Set of tasks —
1) In the passage on the Missouri minimum wage bill, on what date would the bill banning local minimum wages take effect if Greitens signs it?
2) Resume the passage on the Missouri minimum wage bill, writing on from its final sentence.

Quoted passage —

[Start of Attachment]

The intent of the wage legislation is to nullify a St. Louis ordinance that raised the local minimum wage to $10 an hour as of May 5 — significantly above the state mark of $7.70 an hour. The St. Louis measure, which recently was upheld by the Missouri Supreme Court, is scheduled to raise the local wage again to $11 an hour in January. But if it’s signed by Greitens, the bill banning local minimum wages would take effect Aug. 28.
Republicans had hoped to undo the St. Louis ordinance immediately upon Greitens’ signature, but an emergency clause needed to make that happened fell one vote shy of the two-thirds majority needed in the House.
“Fundamentally, we need to have a uniform, consistent minimum wage across the state so that we don’t pit communities against each other,” Republican Sen. Dan Hegeman told reporters after the bill passed. Democrats defended the St. Louis wage increase, saying it should be up to the city to decide and arguing that the state’s minimum wage is too low to make a living.
The National Employment Law Project, a New York-based nonprofit which advocates for higher minimum wages, has estimated that at least 35,000 St. Louis workers are benefiting from the wage increase. The Employment Policies Institute, a Washington-based nonprofit that advocates against higher minimum wages, puts that estimate at more than 25,000 but figures about 1,000 of those workers would lose their jobs as businesses decide they can’t afford to pay them more.

[End of Attachment]

Stored data
[Start of Attachment]

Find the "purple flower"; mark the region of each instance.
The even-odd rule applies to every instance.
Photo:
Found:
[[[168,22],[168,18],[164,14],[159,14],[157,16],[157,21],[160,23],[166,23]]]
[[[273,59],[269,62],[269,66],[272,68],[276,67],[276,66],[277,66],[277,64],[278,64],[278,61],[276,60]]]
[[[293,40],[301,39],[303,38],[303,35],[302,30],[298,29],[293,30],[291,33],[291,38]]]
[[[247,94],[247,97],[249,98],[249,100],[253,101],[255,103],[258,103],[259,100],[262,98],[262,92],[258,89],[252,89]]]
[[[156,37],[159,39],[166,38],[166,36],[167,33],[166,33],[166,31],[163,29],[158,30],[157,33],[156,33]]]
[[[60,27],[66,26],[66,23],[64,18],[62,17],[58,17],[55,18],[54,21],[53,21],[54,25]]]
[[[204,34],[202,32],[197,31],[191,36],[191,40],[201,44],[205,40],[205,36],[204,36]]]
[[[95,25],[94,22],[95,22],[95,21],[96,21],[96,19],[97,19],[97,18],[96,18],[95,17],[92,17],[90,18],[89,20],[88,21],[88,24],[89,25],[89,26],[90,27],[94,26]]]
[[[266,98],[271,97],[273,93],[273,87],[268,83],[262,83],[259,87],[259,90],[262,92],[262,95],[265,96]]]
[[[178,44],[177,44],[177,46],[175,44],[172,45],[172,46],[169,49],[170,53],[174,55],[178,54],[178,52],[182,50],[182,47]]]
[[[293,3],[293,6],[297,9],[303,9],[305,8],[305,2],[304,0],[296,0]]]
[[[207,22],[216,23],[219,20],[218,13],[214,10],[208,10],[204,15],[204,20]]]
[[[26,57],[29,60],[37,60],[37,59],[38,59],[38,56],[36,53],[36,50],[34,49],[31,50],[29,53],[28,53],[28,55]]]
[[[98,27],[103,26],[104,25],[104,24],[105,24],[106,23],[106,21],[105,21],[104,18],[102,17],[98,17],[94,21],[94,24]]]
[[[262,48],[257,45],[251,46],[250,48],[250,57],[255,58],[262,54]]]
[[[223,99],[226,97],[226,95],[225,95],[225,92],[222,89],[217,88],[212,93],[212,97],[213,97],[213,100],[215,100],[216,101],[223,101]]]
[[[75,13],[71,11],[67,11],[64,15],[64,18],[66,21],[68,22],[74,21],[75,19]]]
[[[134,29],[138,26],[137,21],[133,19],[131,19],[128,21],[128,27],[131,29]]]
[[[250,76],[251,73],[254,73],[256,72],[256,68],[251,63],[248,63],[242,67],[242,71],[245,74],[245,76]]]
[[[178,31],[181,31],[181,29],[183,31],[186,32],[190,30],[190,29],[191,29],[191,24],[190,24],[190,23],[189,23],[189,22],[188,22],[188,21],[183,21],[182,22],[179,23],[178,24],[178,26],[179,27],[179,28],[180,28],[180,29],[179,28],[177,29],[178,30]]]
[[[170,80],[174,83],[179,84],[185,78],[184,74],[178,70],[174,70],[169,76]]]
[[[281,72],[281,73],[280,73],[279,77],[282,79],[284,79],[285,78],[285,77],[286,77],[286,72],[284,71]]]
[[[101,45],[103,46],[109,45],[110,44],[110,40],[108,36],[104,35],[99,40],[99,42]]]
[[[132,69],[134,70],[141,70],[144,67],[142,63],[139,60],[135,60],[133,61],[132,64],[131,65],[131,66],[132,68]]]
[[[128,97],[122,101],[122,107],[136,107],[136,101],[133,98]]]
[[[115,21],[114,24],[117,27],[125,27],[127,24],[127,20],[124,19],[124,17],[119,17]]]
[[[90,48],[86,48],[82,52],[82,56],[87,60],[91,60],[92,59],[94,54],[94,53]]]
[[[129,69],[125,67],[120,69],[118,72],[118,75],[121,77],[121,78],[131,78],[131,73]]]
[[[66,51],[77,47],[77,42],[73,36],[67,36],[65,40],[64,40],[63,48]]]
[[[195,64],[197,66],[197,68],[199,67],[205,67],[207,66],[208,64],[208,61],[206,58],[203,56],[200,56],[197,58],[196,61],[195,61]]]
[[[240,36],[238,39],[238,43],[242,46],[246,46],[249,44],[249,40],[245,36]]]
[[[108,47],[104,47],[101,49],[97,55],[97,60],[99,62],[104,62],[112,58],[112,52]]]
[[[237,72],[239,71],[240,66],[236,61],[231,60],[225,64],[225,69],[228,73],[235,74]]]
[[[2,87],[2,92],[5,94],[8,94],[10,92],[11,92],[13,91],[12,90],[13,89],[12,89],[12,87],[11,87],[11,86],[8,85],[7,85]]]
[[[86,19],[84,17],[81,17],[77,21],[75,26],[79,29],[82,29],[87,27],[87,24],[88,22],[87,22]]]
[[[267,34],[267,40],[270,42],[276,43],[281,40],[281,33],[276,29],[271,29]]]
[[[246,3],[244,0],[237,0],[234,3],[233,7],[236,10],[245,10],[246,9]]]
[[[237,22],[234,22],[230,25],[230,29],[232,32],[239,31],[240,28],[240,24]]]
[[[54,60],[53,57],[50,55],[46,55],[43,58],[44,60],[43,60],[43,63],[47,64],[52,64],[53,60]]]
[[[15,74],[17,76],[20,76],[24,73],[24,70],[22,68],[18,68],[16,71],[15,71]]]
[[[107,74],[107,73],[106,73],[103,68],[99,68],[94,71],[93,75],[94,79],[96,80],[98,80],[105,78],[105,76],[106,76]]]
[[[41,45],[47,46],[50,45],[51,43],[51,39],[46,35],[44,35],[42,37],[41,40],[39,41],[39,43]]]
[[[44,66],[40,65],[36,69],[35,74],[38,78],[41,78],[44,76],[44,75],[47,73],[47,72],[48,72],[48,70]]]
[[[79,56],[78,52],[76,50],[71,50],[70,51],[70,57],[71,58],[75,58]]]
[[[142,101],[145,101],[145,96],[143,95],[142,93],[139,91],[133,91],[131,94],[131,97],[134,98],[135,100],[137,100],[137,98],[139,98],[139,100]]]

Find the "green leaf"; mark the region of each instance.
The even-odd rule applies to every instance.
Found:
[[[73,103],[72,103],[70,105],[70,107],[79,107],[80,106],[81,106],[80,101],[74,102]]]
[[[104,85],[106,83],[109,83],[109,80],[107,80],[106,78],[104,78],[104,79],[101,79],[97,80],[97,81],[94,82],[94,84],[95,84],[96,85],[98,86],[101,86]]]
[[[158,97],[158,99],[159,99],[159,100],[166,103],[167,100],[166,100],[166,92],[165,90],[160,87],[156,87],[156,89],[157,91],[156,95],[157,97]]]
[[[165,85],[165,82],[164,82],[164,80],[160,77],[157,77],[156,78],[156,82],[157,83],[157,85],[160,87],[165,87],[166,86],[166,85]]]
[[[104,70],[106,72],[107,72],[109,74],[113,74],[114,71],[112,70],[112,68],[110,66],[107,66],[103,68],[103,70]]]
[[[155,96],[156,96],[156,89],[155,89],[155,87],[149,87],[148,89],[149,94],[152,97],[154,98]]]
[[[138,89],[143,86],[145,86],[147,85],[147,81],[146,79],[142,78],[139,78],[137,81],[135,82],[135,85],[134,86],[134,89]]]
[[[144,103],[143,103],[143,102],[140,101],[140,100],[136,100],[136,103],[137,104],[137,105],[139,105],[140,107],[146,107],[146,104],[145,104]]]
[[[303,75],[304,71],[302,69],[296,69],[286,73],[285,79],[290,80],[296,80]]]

[End of Attachment]

Results for the exercise —
1) Aug. 28

2)
The minimum wage legislation created an acrimonious atmosphere Friday, as Senate Democrats repeatedly tried to delay a vote with motions to adjourn the session. Senate Republicans used their overwhelmingly majorities to rebuff those motions, then after passing the bill, agreed to end their session’s work about an hour earlier than required.
Another notable bill winning approval Friday would create a “Blue Alert” system to distribute public notices when suspects who harm police are on the run. A provision in that same bill also would ramp up penalties for involuntary manslaughter, stalking, property damage and trespassing if the victim was intentionally targeted as a police officer or for being related to a law enforcement officer.
Passage of the police legislation marked a victory for Greitens, who had called for the provisions before taking office in January.
That legislation also would create a crime of illegal re-entry if deported immigrants who come back commit assaults or dangerous felonies. And the bill would strengthen protections against releasing the addresses of participants in the Safe at Home program, designed to shield victims of abuse.
Among the casualties this year was a bill limiting lobbyist gifts to elected officials, which stalled in the Senate.
Another doomed bill would have created a database allowing doctors and pharmacists to track patients’ prescriptions. Missouri is the only state without a monitoring program, which is aimed at curbing opioid and other prescription drug abuse.
The House and Senate both moved fairly briskly Friday until the House defeated a bill that would have provided buyouts for St. Louis area homeowners living near the Bridgeton Landfill and adjacent West Lake Landfill, where Cold War-era nuclear waste was buried in the 1970s. The proposal was a priority of University City Democrat Sen. Maria Chappelle-Nadal, who launched a filibuster against other legislation in response to her bill’s failure.
After the session ended, Greitens said he would review what lawmakers accomplished and said he’s keeping “every option on the table.”
“For a lot of these politicians, Round 2 is going to start sooner than they expect,” Greitens told reporters without providing details about what issues, if any, he thinks are unresolved.